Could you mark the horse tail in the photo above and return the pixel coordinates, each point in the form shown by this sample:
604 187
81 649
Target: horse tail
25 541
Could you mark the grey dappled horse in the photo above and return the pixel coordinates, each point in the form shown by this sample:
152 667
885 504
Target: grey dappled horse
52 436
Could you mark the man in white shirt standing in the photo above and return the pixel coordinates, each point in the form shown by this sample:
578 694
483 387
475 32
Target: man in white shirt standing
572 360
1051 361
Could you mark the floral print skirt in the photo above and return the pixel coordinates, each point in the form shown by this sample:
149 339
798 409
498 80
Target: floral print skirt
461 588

☆ ☆ ☆ ☆ ☆ ☆ ☆

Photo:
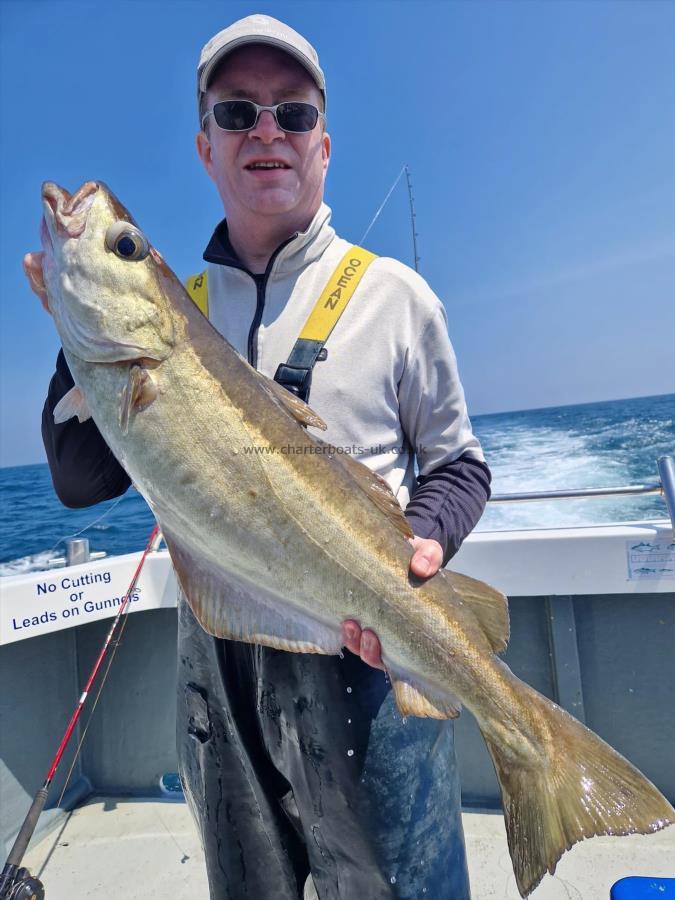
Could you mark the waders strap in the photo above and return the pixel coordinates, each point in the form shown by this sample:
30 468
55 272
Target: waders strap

☆ ☆ ☆ ☆ ☆ ☆ ☆

- **What is being asked**
Report each line in the entries above that contains the word "print".

- **Problem solution**
Could you mark the floral print skirt in the photo above and return the pixel coordinates, each point in the form shown by this sample:
Target: floral print skirt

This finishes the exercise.